### Document section:
----------

1. Introduction
Collecting operation data from production systems in the factory floor has been a critical task to maintain the system operation and productivity. Most existing data collection systems are intended to monitor faults that are occurring from various machines in the system. Some are automated to raise alarms in ab-normalcy [
1], and others rely on manual data collection and feed them to tools such as statistical process control [
2]. Recently, thanks to the rapid advances of the Internet of Everything (IoE) technology, automated data collections are receiving a great deal of attention in the era of smart factory and Industry 4.0 with visions of using them beyond the fault detection and isolation: for preventive maintenance, job scheduling, productivity improvement, and various optimization [
3,
4]. Indeed, ref. [
5] proposes to use an IoT-based architecture that collects information regarding key performance indicators to improve productivity, refs. [
6,
7,
8] propose to build a digital twin for the production systems for multi-purpose optimization, ref. [
9] suggests a smart factory framework, which has a cloud-assisted and self-organized structure to produce customized products in a real-time manner, and [
10] suggests an IoT-based supply chain management system that tracks locations of goods to help managers check the status of a supply chain and its dependencies.
An important issue that can be addressed using the infrastructure of IoE enabled smart factory is the continuous improvement of a production line [
11]. The continuous improvement is a major tool for production systems management, where projects are designed to improve productivity of the production systems. Specifically, continuous improvement projects involve bottleneck identification and elimination by allocating additional resources in order to achieve higher productivity in an efficient manner. In addition, analysis for the continuous improvement requires the capability of quantifying the improvement if characteristics of the bottleneck are changed. Existing studies [
12] for methods of bottleneck identification and analysis for continuous improvement projects are based on measurement data, such as cycle-time (average time for a machine to finish a task), uptime (average time for a machine to be up, i.e., operational), downtime (average time for a machine to be down, i.e., not operational), and buffer capacity.
We point out that hardly any manufacturing facilities has dedicated IoE devices for direct measurement of cycle-time, uptime, and downtime for the continuous improvement while many facilities have basic fault monitoring systems. Unfortunately, cycle-time, uptime, and downtime are not directly available from fault monitoring systems. For example, the fault monitoring system in [
13] represents machine states as ‘processing’, ‘inspection’, and ‘manual operation’ and that of a microfluidic device manufacturing line [
14] categorizes machine states as ‘no operation’, ‘idling’, and ‘operating’. A monitoring system in an automotive part production line that is used for a case study in this work categorizes machine states as ‘working’, ‘idling’, ‘complete’, and ‘alarm’. Clearly, extracting cycle-time, uptime, and downtime of each machine from the mentioned fault monitoring data are not at all straightforward. Although many manufacturing facilities are installing IoE devices for data collection under the initiative of smart factory and Industry 4.0, the new devices are still installed with the main purpose of monitoring faults [
15].

----------

### Required tasks:
[1] Which machine states does the smart factory introduction say the monitoring system in the automotive part production line uses?
[2] Does each statement agree with the smart factory introduction? Answer yes or no for each, and quote the deciding words.
(a) A microfluidic device manufacturing line's fault monitoring system sorts machine states into no operation, idling, and operating.
(b) Fault monitoring systems directly provide cycle-time, uptime, and downtime.
(c) The new IoE devices being installed in manufacturing facilities are mainly meant to measure cycle-time.

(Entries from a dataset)
----------

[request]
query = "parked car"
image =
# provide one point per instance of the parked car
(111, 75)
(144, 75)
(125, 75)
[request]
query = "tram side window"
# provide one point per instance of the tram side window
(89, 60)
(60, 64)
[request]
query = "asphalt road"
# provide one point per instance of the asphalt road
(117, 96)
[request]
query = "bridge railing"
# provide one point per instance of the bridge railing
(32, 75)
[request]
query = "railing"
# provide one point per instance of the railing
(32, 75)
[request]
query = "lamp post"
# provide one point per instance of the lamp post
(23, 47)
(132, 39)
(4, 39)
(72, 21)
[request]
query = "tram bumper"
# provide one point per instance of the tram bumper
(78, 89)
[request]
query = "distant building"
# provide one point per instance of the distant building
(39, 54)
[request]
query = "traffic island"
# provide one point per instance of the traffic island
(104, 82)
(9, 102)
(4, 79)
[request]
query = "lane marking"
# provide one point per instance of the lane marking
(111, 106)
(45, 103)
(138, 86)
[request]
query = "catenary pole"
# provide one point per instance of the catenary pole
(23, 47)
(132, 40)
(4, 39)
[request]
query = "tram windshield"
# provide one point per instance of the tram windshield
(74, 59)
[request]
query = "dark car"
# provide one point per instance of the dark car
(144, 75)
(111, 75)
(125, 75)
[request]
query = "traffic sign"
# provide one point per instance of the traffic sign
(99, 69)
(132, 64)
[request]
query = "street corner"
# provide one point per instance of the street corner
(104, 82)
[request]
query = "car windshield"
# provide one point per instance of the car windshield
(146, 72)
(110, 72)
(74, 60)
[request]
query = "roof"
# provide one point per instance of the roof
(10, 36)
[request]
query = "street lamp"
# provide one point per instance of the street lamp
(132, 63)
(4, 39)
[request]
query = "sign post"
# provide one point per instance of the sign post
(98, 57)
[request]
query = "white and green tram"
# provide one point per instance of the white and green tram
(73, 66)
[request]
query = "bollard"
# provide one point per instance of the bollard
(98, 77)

----------

### Responses per task:
[1]
- working
- idling
- complete
- alarm

[2]
(a) Yes: "categorizes machine states as ‘no operation’, ‘idling’, and ‘operating’"
(b) No: "cycle-time, uptime, and downtime are not directly available from fault monitoring systems"
(c) No: "the new devices are still installed with the main purpose of monitoring faults"